(Text excerpt):
■ ■ ■
Windsloe Mansion Adventure (1982)   7 comments

1981 saw 7 games published by Softside for the Adventure of the Month Club (June, July, August, September, October, November, December), a series curated by Peter Kirsch. The series was for TRS-80, Atari, and Apple II; it seems whatever game was used (contributed by readers of Softside, or written by Kirsch himself) was then ported to the other platforms by Kirsch.

With Windsloe House Adventure all 3 ports are available, but it’s fairly certain the TRS-80 is the original. The first line of TRS-80 source code gives the author as David Steenson, another in the long line of authors who tried their hand at one and only one adventure game.

The author’s name is scrubbed out of both the Atari and Apple ports (“(C) 1982 SOFTSIDE PUBLICATIONS”), but I’m still going to stick with the Atari version due to an unusual control decision with TRS-80: after a “special message” the game pauses and asks you to hit the “CLEAR” button as opposed to ENTER or RETURN.

TRS-80 Model 4P keyboard, via eBay. Notice the placement of CLEAR compared to ENTER.

My emulator mapping for CLEAR isn’t terrible (the HOME key) but it feels very alien to use (and it has to be done often). Both the Apple and Atari versions sensibly just ask you to hit ENTER/RETURN to get out of a paused screen.

From Softside, January 1982.

The text is a bit tiny, so let me help you out:

In the dungeon of Windsloe Mansion the world-famous Pumpkin Man is being held prisoner. An underground passage connects the mansion to the Blair house, whose owners have agreed to assist you in rescuing the prisoner. Will you succeed in overcoming both the human and the supernatural creatures who are rumored to inhabit Windsloe Mansion?

The premise feels kind of askew; we’re rescuing a Pumpkin Man from a haunted house? That’s sort of like rescuing a koopa from Bowser Castle. The bit about the Blair is an odd toss in, but essentially where in a town with two houses (Windsloe and Blair) and the front door of the Windsloe’s is locked, but there’s a (not-hidden) passage in the Blair’s house that connects.
■ ■ ■
(Material provided):
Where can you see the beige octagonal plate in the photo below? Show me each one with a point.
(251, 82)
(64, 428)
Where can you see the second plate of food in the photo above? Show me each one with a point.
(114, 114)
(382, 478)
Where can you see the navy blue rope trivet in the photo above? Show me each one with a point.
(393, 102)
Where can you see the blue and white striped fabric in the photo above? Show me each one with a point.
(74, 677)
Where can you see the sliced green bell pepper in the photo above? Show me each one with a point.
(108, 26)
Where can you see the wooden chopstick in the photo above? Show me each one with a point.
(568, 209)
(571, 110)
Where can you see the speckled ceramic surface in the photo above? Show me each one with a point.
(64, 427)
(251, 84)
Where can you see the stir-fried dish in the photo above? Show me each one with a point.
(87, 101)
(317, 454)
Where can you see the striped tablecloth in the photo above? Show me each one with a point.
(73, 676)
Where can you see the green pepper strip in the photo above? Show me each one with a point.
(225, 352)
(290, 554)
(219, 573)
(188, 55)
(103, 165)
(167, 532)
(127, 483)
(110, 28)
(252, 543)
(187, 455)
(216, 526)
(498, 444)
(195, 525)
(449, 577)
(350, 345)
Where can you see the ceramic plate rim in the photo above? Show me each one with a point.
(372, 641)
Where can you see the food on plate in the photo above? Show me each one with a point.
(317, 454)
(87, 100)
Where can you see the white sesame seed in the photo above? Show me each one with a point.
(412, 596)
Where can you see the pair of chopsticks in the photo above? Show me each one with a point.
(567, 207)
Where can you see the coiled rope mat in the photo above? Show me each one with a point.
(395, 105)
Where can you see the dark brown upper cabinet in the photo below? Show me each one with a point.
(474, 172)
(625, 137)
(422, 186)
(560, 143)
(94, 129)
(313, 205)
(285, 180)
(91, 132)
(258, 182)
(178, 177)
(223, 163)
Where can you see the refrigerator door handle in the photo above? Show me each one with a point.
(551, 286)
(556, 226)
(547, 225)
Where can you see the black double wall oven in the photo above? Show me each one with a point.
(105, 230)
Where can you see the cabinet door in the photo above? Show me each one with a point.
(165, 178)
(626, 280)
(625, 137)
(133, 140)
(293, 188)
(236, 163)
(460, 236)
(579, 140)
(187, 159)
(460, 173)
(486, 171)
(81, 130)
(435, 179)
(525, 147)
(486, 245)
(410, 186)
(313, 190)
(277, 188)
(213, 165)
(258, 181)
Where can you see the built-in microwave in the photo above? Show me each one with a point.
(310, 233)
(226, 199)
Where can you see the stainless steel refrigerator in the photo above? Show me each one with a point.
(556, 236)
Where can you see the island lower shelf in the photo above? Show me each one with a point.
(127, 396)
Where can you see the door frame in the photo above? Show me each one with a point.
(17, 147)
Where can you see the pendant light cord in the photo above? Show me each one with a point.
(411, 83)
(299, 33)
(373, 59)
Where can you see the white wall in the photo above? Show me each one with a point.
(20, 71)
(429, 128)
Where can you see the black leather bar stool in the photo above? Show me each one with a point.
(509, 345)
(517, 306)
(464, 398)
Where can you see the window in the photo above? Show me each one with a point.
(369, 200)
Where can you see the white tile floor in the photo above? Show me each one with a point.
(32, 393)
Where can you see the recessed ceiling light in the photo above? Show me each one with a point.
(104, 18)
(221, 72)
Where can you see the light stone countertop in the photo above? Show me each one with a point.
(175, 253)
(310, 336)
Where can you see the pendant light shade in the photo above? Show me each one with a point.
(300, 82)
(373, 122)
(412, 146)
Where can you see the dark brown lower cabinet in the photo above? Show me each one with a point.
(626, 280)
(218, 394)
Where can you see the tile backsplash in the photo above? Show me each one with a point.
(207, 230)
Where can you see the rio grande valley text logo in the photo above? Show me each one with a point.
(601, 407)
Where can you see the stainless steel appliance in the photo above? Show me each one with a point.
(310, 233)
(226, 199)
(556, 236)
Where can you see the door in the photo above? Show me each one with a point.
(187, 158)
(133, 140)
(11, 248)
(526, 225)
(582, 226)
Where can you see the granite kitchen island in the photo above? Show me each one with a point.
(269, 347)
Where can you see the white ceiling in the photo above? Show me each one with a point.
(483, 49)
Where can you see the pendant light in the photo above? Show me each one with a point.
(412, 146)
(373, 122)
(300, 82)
■ ■ ■
Continue the post about Windsloe Mansion Adventure, picking up after its last sentence.

(Reply to the exercise):
The map below shows the layout. White is the starting town, yellow is the Blair house, red is the main part of the Windsloe house, purple is the secret underground portion.

The interface is one we haven’t quite seen before.

To the top is the room description, to the left an oversized place to list objects (they’re listed just going down, not left-to-right, so it needs a bit of room). Any results of actions display below WHAT DO I DO?

The “directions” can be thought of as a light board; if NORTH isn’t possible that word is turned off but everything else stays in position, so it isn’t exactly a “list”. Below it is where names of monsters flash, and below that, the PRESS RETURN prompt which flashes whenever the game is waiting for you to finish reading a message (which on TRS-80, remember, is CLEAR). I’ve demonstrated this with the animation below:

Other than BLINK tags no longer being used for good reason, the method of enemy display is a serious problem, due to the lack of persistence. If for some reason you miss the name, or want to step away from the computer and step back, there’s no way to tell what you’re facing, and while some of the enemies are “neutral” and just there to give out points if you eliminate them, some of them kill on the very next move unless you do the right action. (Also, this is entirely not the original author’s fault, but if you have the emulator speed cranked to maximum, like I did first testing the Apple II version of the game, you can have an enemy name blink without even seeing it. I died from a werewolf without any understanding of what was going on.)

There’s a touch of surrealism to the opening rooms. You start on a sidewalk and go south and suddenly find yourself AT A CHINESE RESTAURANT where you see a FORTUNE COOKIE. Somehow, simultaneously, you are walking outside the buildings, and are simultaneously inside them. This is a fair shorthand but I was a little baffled at first, since it seemed like I was swapping through parallel universes as opposed to traversing a map (and it clearly wasn’t meant to be like Invisible Parties where each room really is a universe).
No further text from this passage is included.